Excerpts from a detection dataset:
========================================================================
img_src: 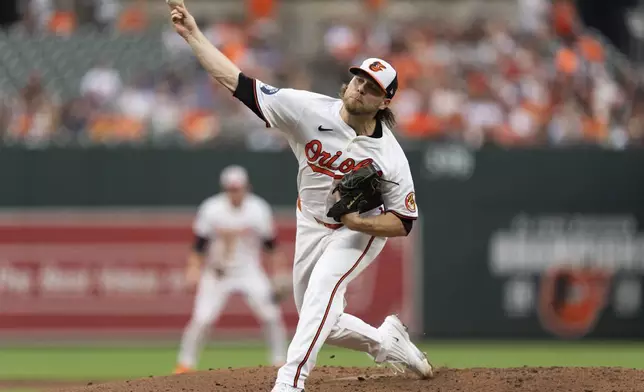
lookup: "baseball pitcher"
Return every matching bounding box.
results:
[175,166,286,373]
[170,5,433,392]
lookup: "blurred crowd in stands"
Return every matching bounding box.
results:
[0,0,644,150]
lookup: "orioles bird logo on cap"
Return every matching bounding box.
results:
[369,61,387,72]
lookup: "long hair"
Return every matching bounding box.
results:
[340,83,396,130]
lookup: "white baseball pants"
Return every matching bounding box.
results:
[277,205,386,388]
[178,264,286,369]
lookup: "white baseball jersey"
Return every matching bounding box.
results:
[255,81,418,223]
[193,193,275,269]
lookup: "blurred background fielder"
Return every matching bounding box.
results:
[175,166,290,373]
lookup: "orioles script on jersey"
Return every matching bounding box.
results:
[304,140,373,179]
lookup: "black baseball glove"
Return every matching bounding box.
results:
[326,163,383,222]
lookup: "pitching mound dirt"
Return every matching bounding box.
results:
[49,367,644,392]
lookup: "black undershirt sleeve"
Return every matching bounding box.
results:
[233,72,268,124]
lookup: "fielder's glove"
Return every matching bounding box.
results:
[326,163,383,222]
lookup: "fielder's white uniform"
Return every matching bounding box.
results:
[235,59,418,389]
[178,179,286,369]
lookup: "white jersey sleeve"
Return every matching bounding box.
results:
[192,200,215,239]
[255,80,307,133]
[382,158,418,219]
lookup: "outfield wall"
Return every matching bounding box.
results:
[0,144,644,338]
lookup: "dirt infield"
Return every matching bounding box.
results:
========================================================================
### [Short task]
Could you copy all of the records above word for word, leaving out the pictures?

### [Result of the exercise]
img_src: 
lookup: "baseball pitcher"
Return every matching bounding box.
results:
[175,166,286,373]
[170,5,433,392]
lookup: "blurred crowd in stands"
Return every matching bounding box.
results:
[0,0,644,150]
lookup: "orioles bird logo on cap"
Return every matching bounding box.
results:
[369,61,387,72]
lookup: "long hair"
Return every matching bounding box.
results:
[340,83,396,130]
lookup: "white baseball pants"
Return every matching bounding box.
results:
[277,205,386,388]
[178,264,286,369]
lookup: "white baseball jersey"
Return every matching bounding box.
results:
[255,81,418,223]
[193,193,275,269]
lookup: "blurred background fielder"
Return every matching bounding box.
results:
[175,166,290,373]
lookup: "orioles script on jersey"
Return every matching bounding box.
results:
[304,140,373,179]
lookup: "black baseball glove"
Return every matching bounding box.
results:
[326,163,383,222]
lookup: "pitching mound dirt"
Return every matching bounding box.
results:
[49,367,644,392]
lookup: "black undershirt sleeve"
Return every matching bounding box.
results:
[233,72,268,124]
lookup: "fielder's glove"
Return every matching bounding box.
results:
[326,163,383,222]
lookup: "fielder's white uniform"
Return every matching bounding box.
results:
[235,59,418,389]
[178,179,286,369]
lookup: "white jersey sleeve"
Return every matching bounding box.
results:
[192,200,215,239]
[255,80,307,133]
[382,158,418,219]
lookup: "outfield wall"
Return every matching bounding box.
results:
[0,144,644,338]
lookup: "dirt infield"
Return every matching bounding box.
results:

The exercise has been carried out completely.